◆ TASK INSTRUCTIONS:
A – List every username that appears in a post header of the forum thread comparing Macau and Las Vegas.
B – Please reproduce the stretch of the forum thread comparing Macau and Las Vegas from "The winner is" through "(Jun 16, 2004)", word for word.

I had the opportunity to visit Macau this past July and Las Vegas last December. Even though I was impressed by the developement of Macau, I had no desire to gamble there. In Macau, you actually don't really feel the gambling atmosphere unless you look for it (unlike the scenes of slot machines at the gates as soon as you get out of your plane in Vegas). It is actually a very charming ex-colony (the oldest in Asia) that is quite historical with amazing Portugese colonial architecture. The casinos (like the new Sands) are designed for hard-core gamblers. In Vegas, the tables are usually not very occupied, most people tend to play the slots but in Macau it's the opposite. There were absolutely no room left around the tables and people were standing around them 3-4 deep. The atmosphere in Vegas is very much better, at least you don't see mainlanders spitting all around you. If I were to pick a weekend getaway, I would pick Macau. Las Vegas, on the other hand, will be my choice for entertainment, food and gambling.

BTW, the Wynn Casino in Macau is near completion, it's the exact replica of Wynn las Vegas but smaller. I understand the Venetian is the same too but smaller.


----------



## samsonyuen (Sep 23, 2003)

How many different casinos will there be now? There's the Hotel Lisboa that's been there for ages, plus the new Venetian, Wynn and Sands. Anything else? Isn't Sands also building one in Singapore?


----------



## island_boi (Oct 25, 2006)

Las Vegas is Las Vegas. no city can replace it..


----------



## TheKansan (Jun 22, 2004)

The winner is irrelevant. Vegas would be a lot bigger if Reno, Atlantic City, all the Indian Casinos, Riverboat casinos, and other casinos throughout the US did not exist. Hell there are 4 casinos here in KC alone. Vegas would be huge if there wasn't so much legal gambling elsewhere in the US.


----------



## Skybean (Jun 16, 2004)

I have also have had the fortune to visit Macau and Las Vegas.
From what I saw, the minimum bet size in Macau is much higher than in Las Vegas. For table games, minimum bet is something like $100 HKD. While the quality of the casinos in Las Vegas is much higher (IMO), Macau also has many other attractions such as it's historical architecture which makes it a worthy visit for even non-gamblers.


----------



## Dallas star (Jul 6, 2006)

Macau will never over pass Vegas even if it does most poeple would still goto Vegas because it is more ecsessible.


----------



## jacobboyer (Jul 14, 2005)

Hell even Minneapolis has a huge casino and dont forget all the indian casinos in the midwest.

◆ EXTRACTED RECORDS:

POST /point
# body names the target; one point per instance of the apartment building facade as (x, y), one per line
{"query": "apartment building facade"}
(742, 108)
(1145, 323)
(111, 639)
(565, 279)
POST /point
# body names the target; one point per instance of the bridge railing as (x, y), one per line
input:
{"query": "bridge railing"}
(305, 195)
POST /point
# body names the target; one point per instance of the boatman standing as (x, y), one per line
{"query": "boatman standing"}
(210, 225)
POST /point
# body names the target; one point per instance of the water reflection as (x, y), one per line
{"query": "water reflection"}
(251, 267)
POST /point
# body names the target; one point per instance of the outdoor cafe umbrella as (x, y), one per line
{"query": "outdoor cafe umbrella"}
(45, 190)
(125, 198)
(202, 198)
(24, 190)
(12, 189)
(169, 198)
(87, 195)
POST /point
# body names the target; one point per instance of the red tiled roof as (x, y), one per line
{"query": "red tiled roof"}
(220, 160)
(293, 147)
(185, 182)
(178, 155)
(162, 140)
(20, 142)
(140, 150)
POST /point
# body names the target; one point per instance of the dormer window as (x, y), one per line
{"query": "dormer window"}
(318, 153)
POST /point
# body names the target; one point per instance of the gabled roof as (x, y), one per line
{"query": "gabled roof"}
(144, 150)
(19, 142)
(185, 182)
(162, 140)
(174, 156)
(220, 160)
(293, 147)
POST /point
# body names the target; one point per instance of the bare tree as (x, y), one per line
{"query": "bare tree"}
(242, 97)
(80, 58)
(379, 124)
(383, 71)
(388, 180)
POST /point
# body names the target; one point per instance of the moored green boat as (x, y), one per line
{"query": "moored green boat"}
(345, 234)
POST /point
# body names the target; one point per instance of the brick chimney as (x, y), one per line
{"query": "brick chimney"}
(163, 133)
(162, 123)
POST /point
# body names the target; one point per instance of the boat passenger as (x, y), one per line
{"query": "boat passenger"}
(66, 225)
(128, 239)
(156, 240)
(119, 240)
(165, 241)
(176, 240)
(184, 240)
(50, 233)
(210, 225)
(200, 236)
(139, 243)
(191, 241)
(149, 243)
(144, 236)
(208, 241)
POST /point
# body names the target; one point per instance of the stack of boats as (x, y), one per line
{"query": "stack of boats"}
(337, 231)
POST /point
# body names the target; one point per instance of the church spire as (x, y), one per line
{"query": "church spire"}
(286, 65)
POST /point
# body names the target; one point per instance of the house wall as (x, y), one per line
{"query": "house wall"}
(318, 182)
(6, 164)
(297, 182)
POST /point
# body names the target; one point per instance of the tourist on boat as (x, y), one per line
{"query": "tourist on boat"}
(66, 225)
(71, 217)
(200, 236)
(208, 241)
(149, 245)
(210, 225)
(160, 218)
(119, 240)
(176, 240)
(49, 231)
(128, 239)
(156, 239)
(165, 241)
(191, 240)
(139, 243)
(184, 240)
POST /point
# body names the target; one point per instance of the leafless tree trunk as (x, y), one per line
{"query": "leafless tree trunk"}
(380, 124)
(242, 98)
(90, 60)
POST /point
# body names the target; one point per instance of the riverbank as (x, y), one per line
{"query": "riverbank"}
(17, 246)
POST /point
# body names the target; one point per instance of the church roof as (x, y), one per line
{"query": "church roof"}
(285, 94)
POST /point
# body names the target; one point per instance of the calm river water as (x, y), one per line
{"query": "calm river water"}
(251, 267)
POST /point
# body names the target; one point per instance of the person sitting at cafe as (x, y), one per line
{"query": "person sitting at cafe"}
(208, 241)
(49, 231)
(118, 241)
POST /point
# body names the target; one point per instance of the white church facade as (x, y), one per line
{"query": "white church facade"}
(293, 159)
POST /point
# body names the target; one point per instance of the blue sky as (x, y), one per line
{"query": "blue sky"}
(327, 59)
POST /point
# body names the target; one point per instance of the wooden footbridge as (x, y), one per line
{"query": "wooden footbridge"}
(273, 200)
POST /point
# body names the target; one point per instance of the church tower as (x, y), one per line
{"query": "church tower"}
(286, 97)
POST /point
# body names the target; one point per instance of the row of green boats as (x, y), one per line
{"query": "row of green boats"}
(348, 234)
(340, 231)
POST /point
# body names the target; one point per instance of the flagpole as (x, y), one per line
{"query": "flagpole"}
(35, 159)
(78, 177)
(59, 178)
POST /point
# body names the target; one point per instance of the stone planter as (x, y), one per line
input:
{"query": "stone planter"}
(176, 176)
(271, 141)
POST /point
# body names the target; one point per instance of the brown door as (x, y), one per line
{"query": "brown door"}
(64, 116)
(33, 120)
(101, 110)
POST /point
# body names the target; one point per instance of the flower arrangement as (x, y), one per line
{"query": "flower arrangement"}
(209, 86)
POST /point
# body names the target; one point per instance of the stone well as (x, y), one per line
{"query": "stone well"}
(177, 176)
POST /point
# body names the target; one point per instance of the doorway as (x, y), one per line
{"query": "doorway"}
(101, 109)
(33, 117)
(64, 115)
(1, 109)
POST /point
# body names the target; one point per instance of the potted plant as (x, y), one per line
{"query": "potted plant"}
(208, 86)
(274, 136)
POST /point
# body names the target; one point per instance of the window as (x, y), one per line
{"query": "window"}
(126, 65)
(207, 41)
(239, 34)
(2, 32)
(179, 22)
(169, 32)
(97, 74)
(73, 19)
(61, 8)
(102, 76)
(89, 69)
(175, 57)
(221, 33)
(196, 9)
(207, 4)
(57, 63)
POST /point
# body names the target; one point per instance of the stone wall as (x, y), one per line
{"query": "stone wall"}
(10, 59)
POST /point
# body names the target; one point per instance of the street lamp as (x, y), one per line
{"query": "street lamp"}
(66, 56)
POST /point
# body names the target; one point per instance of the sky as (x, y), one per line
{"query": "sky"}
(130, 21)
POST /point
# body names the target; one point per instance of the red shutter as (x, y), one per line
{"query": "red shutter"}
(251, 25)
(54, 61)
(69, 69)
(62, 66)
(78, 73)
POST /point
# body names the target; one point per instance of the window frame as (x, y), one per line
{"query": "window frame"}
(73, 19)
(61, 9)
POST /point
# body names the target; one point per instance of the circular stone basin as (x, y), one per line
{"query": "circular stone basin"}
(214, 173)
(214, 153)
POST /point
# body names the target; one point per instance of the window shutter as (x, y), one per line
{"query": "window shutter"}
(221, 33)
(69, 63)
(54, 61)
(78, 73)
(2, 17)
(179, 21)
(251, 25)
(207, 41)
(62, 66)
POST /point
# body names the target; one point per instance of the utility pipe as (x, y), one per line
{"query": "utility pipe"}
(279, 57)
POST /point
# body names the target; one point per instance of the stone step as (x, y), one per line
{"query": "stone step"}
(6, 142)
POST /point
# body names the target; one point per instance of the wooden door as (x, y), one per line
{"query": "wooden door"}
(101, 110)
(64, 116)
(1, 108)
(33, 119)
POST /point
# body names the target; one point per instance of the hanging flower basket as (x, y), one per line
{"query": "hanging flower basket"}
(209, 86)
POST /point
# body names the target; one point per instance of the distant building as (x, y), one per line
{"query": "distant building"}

◆ PER-TASK ANSWERS:
A –
samsonyuen
island_boi
TheKansan
Skybean
Dallas star
jacobboyer

B –
The winner is irrelevant. Vegas would be a lot bigger if Reno, Atlantic City, all the Indian Casinos, Riverboat casinos, and other casinos throughout the US did not exist. Hell there are 4 casinos here in KC alone. Vegas would be huge if there wasn't so much legal gambling elsewhere in the US.


----------



## Skybean (Jun 16, 2004)